Point labeling examples
===
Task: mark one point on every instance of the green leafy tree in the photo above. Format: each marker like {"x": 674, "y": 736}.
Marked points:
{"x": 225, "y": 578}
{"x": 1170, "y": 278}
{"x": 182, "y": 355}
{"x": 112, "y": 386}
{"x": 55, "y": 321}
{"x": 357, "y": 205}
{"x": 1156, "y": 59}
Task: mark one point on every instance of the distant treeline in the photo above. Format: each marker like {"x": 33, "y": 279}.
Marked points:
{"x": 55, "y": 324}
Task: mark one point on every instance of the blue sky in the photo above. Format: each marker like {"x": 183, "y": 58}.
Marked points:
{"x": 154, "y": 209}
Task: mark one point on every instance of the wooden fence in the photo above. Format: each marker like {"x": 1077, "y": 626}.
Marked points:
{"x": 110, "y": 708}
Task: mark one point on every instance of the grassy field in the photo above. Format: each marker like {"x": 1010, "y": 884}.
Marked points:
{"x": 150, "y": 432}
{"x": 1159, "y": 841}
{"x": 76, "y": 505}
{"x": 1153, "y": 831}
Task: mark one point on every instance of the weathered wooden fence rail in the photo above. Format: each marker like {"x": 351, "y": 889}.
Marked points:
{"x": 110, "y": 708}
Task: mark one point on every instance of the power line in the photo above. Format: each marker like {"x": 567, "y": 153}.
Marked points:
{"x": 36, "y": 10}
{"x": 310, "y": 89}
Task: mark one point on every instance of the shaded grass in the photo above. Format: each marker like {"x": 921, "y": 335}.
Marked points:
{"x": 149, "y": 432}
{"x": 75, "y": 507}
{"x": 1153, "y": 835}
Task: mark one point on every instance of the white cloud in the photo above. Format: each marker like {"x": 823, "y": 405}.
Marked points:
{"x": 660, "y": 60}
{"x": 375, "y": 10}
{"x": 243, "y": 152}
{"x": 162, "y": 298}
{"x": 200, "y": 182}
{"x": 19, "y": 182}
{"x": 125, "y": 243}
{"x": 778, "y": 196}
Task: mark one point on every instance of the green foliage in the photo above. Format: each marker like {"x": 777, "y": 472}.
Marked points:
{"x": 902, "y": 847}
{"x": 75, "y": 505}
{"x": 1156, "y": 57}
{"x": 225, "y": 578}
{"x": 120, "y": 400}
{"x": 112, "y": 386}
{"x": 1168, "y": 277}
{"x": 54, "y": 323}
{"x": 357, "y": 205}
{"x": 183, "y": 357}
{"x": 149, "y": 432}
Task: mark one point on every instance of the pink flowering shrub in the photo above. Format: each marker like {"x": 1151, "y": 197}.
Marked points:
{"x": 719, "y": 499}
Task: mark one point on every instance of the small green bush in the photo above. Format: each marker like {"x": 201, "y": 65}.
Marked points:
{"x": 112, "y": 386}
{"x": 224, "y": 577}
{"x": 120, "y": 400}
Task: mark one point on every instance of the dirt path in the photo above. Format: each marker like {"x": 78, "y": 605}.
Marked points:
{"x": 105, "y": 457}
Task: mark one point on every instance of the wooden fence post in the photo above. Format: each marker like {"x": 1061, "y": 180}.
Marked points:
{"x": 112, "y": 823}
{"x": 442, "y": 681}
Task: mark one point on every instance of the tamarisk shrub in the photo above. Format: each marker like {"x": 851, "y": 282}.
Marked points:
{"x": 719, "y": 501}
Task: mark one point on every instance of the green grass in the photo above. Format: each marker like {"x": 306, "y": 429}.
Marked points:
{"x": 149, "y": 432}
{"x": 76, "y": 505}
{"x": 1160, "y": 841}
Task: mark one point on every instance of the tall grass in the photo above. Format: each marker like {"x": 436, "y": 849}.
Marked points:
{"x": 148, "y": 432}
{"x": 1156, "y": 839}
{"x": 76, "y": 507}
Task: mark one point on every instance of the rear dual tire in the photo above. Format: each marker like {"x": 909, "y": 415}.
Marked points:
===
WHAT YOU WILL DO: Extract every record. Keep wording exact.

SOLUTION FOR THIS EXERCISE:
Task: mark one point on every instance of the green leafy tree in the photo above. Format: each marker like {"x": 674, "y": 736}.
Marked points:
{"x": 225, "y": 578}
{"x": 1170, "y": 278}
{"x": 182, "y": 355}
{"x": 112, "y": 386}
{"x": 55, "y": 321}
{"x": 357, "y": 205}
{"x": 1156, "y": 59}
Task: mark one point on every instance of the distant treeline in the photo above. Format: each marker like {"x": 33, "y": 279}.
Marked points:
{"x": 55, "y": 324}
Task: mark one point on every instance of the blue sky in the photo above. Format: each marker like {"x": 183, "y": 58}.
Marked points:
{"x": 154, "y": 209}
Task: mark one point on every instance of the wooden fence in the photo above. Format: each marker like {"x": 1077, "y": 626}.
Marked points:
{"x": 110, "y": 708}
Task: mark one point on every instance of the grassy field in the photo above. Format: each marker like {"x": 1010, "y": 884}.
Marked points:
{"x": 150, "y": 432}
{"x": 1159, "y": 841}
{"x": 76, "y": 505}
{"x": 1153, "y": 831}
Task: mark one point on every instance of the weathered wooden fence rail in the photo above. Format: each marker like {"x": 351, "y": 889}.
Marked points:
{"x": 110, "y": 708}
Task: mark one point on every instance of the power line in the photo above. Format: each marker like {"x": 567, "y": 153}.
Marked points:
{"x": 36, "y": 10}
{"x": 310, "y": 89}
Task: mark one point on every instance of the shaded grass in the photo above. Format: each marker like {"x": 921, "y": 335}.
Marked points:
{"x": 149, "y": 432}
{"x": 75, "y": 507}
{"x": 1153, "y": 835}
Task: mark one point on every instance of the white cloud in the photo above. Format: each marker like {"x": 823, "y": 405}.
Marked points:
{"x": 660, "y": 60}
{"x": 375, "y": 10}
{"x": 243, "y": 152}
{"x": 162, "y": 298}
{"x": 200, "y": 182}
{"x": 19, "y": 182}
{"x": 125, "y": 243}
{"x": 778, "y": 196}
Task: mark one point on every instance of the green foliage in the photo above. Format: each marker like {"x": 777, "y": 472}.
Marked points:
{"x": 902, "y": 847}
{"x": 75, "y": 505}
{"x": 1156, "y": 57}
{"x": 225, "y": 578}
{"x": 120, "y": 400}
{"x": 112, "y": 386}
{"x": 1168, "y": 277}
{"x": 54, "y": 323}
{"x": 357, "y": 205}
{"x": 183, "y": 357}
{"x": 149, "y": 432}
Task: mark one point on every instance of the pink flowering shrub in the photo above. Format: each marker like {"x": 1151, "y": 197}.
Marked points:
{"x": 719, "y": 499}
Task: mark one point on every instance of the small green bush in the photo above. Format: each marker like {"x": 201, "y": 65}.
Marked points:
{"x": 112, "y": 386}
{"x": 224, "y": 577}
{"x": 120, "y": 400}
Task: mark one point on every instance of the dirt path in the photo above. Format: each marker like {"x": 78, "y": 605}.
Marked points:
{"x": 105, "y": 457}
Task: mark one point on every instance of the wooden fence post in the photo above. Format: each marker like {"x": 1061, "y": 180}.
Marked points:
{"x": 112, "y": 823}
{"x": 442, "y": 681}
Task: mark one point on every instance of the tamarisk shrub in the photo above. Format: each marker like {"x": 851, "y": 282}.
Marked points:
{"x": 719, "y": 501}
Task: mark one point on every instance of the green grass in the photo above. Format: each marker like {"x": 306, "y": 429}.
Marked points:
{"x": 149, "y": 432}
{"x": 76, "y": 505}
{"x": 1160, "y": 841}
Task: mark one point on every instance of the tall grass in the photo above. Format: each marker like {"x": 436, "y": 849}.
Marked points:
{"x": 148, "y": 432}
{"x": 1156, "y": 839}
{"x": 76, "y": 507}
Task: mark one point on every instance of the rear dual tire in the photo above. Format: each marker like {"x": 909, "y": 415}.
Marked points:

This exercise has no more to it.